Write out the lines from the line containing "card in the photo above." through the final line of the listing below, exactly, omitting every other line.

* START LISTED ENTRIES *

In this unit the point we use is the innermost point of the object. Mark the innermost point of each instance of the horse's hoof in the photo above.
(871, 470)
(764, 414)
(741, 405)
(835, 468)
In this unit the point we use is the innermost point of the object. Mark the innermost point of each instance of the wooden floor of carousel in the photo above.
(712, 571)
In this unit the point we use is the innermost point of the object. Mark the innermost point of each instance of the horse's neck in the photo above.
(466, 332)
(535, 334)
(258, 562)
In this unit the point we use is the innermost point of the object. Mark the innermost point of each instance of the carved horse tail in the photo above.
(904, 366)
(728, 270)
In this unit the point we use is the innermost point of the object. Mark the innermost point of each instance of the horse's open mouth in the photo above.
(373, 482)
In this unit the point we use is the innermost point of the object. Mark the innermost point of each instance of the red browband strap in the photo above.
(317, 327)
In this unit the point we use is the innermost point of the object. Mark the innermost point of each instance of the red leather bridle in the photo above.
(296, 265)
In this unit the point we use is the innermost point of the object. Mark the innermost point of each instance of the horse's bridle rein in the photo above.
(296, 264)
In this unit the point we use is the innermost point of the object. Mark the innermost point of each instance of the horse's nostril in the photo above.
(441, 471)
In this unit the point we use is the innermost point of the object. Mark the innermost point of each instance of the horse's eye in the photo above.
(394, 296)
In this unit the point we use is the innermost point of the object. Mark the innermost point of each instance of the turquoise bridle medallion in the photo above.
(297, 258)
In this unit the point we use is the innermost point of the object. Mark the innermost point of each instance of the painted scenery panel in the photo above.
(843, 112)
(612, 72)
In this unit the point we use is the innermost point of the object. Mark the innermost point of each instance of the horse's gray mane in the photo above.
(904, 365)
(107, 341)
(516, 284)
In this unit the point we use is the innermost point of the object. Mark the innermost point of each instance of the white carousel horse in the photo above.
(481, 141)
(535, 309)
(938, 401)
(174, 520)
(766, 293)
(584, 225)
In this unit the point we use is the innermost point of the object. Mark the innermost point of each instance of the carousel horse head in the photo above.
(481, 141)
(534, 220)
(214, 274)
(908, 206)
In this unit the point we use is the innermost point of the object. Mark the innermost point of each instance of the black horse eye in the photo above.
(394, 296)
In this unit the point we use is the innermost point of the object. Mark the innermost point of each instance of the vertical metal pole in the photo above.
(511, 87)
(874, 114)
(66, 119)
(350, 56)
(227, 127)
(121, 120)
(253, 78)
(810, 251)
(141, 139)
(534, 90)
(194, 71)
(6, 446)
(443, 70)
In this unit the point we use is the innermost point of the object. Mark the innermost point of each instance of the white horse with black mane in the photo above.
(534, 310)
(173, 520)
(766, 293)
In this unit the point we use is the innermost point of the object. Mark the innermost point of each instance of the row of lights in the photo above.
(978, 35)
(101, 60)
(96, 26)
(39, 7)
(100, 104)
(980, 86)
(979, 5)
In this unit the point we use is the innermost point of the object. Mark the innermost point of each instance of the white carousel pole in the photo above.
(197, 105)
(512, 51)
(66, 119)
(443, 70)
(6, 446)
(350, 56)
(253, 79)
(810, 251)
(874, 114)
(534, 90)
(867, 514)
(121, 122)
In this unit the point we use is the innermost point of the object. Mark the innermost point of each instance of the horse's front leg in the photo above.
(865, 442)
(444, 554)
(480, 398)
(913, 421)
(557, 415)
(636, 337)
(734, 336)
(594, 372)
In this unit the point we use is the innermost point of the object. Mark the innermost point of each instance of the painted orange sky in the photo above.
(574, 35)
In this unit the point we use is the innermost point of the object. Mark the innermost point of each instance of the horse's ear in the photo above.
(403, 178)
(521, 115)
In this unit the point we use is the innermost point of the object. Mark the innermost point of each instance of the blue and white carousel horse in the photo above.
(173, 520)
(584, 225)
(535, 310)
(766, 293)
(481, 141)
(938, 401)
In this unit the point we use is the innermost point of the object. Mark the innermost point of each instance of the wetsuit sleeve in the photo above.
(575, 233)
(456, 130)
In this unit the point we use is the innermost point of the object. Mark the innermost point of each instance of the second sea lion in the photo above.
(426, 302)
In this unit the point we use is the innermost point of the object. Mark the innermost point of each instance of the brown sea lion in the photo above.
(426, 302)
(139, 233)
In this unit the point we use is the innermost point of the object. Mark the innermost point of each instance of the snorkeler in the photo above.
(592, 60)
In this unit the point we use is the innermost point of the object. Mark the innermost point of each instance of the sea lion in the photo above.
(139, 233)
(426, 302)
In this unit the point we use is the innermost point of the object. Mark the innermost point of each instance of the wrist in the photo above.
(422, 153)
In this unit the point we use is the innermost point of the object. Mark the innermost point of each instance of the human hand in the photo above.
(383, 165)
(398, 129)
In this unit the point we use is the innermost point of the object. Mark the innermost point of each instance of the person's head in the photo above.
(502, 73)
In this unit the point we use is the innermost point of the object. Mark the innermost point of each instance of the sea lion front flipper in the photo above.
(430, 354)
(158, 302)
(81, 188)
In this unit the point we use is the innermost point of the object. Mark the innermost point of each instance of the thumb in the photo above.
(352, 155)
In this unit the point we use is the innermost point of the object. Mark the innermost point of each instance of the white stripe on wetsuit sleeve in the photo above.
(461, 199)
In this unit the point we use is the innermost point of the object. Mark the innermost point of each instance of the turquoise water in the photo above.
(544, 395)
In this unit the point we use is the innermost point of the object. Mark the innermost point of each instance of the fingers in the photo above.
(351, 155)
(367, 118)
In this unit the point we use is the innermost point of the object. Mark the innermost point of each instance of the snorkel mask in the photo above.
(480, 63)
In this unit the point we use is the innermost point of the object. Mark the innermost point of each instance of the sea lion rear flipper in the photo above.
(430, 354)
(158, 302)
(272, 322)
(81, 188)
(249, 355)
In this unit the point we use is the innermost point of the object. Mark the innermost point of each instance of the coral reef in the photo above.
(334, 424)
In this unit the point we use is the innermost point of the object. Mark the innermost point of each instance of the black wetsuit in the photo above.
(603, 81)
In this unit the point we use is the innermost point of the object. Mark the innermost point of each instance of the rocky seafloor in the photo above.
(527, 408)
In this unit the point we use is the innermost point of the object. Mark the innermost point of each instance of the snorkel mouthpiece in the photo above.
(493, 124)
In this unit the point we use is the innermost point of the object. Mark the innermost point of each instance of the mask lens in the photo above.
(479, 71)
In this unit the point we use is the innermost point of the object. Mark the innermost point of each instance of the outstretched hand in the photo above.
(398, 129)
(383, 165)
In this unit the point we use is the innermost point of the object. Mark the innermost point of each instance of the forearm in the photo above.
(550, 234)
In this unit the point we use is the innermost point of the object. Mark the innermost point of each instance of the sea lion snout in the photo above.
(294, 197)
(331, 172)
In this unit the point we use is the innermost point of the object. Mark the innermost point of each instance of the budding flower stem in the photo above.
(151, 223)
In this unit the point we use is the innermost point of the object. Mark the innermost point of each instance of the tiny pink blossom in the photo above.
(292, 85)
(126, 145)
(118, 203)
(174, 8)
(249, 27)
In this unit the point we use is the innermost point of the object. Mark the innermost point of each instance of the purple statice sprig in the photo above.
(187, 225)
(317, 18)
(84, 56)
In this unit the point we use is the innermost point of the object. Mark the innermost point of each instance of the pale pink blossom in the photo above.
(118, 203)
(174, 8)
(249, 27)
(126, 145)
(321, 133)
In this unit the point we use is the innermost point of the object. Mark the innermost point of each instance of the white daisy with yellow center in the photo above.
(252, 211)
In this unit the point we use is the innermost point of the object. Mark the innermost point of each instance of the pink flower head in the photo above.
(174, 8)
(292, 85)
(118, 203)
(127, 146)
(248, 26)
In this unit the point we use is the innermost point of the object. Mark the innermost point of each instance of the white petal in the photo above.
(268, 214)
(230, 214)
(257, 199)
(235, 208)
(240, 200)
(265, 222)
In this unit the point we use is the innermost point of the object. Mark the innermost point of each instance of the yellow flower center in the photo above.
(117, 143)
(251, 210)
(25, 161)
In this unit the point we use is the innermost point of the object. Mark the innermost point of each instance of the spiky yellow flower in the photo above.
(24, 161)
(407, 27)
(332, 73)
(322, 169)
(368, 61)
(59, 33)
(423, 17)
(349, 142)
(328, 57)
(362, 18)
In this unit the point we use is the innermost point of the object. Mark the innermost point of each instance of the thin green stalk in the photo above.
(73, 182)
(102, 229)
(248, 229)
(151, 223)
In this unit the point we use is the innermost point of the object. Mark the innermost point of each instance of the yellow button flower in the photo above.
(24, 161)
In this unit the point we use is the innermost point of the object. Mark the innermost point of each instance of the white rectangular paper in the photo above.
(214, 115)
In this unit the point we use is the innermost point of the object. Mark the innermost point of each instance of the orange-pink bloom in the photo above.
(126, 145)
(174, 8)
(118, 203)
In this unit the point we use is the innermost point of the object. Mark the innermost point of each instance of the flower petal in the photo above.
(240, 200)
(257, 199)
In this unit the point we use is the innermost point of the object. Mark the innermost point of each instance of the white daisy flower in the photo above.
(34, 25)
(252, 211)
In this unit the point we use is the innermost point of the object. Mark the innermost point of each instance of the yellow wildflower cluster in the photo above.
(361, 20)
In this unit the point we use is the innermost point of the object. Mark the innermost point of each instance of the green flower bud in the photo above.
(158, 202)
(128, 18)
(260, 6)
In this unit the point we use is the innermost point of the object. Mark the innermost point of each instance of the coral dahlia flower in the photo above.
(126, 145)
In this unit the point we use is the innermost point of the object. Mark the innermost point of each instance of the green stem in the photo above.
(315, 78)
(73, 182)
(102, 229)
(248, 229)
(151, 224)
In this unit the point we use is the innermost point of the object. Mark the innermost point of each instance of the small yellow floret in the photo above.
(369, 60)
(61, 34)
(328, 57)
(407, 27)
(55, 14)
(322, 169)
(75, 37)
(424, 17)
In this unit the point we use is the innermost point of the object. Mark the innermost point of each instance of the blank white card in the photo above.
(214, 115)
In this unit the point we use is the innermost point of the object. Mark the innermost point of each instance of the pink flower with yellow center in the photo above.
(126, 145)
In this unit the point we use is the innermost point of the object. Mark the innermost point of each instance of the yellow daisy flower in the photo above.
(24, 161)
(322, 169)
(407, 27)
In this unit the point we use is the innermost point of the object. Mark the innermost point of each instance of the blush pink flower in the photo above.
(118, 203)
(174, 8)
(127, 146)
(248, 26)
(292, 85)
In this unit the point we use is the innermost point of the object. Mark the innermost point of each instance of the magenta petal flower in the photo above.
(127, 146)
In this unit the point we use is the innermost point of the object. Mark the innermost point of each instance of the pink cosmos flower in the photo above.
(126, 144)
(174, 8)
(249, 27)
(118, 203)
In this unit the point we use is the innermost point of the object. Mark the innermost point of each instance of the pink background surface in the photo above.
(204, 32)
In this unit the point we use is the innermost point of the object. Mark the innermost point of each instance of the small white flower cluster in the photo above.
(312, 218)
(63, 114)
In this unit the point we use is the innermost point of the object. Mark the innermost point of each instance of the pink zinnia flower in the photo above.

* END LISTED ENTRIES *

## WRITTEN ANSWER
In this unit the point we use is the innermost point of the object. Mark the innermost point of each instance of the blank white card in the photo above.
(214, 115)
In this unit the point we use is the innermost point of the object. Mark the innermost point of each instance of the pink flower with yellow center in the photo above.
(126, 145)
In this unit the point we use is the innermost point of the object. Mark the innermost point of each instance of the yellow daisy flower in the photo above.
(24, 161)
(322, 169)
(407, 27)
In this unit the point we use is the innermost point of the object. Mark the innermost point of each instance of the blush pink flower in the photo above.
(118, 203)
(174, 8)
(127, 146)
(248, 26)
(292, 85)
In this unit the point we use is the innermost point of the object. Mark the innermost point of each instance of the magenta petal flower in the photo above.
(127, 146)
In this unit the point we use is the innermost point of the object. Mark the innermost point of each instance of the pink cosmos flower in the photo above.
(126, 144)
(174, 8)
(249, 27)
(118, 203)
In this unit the point we use is the innermost point of the object. Mark the innermost point of each instance of the pink background surface in the photo above.
(204, 32)
In this unit the point we use is the innermost point of the object. Mark the innermost point of each instance of the small white flower cluster in the photo above.
(312, 218)
(63, 114)
In this unit the point we use is the innermost point of the object. Mark the innermost point of each instance of the pink zinnia flower in the photo above.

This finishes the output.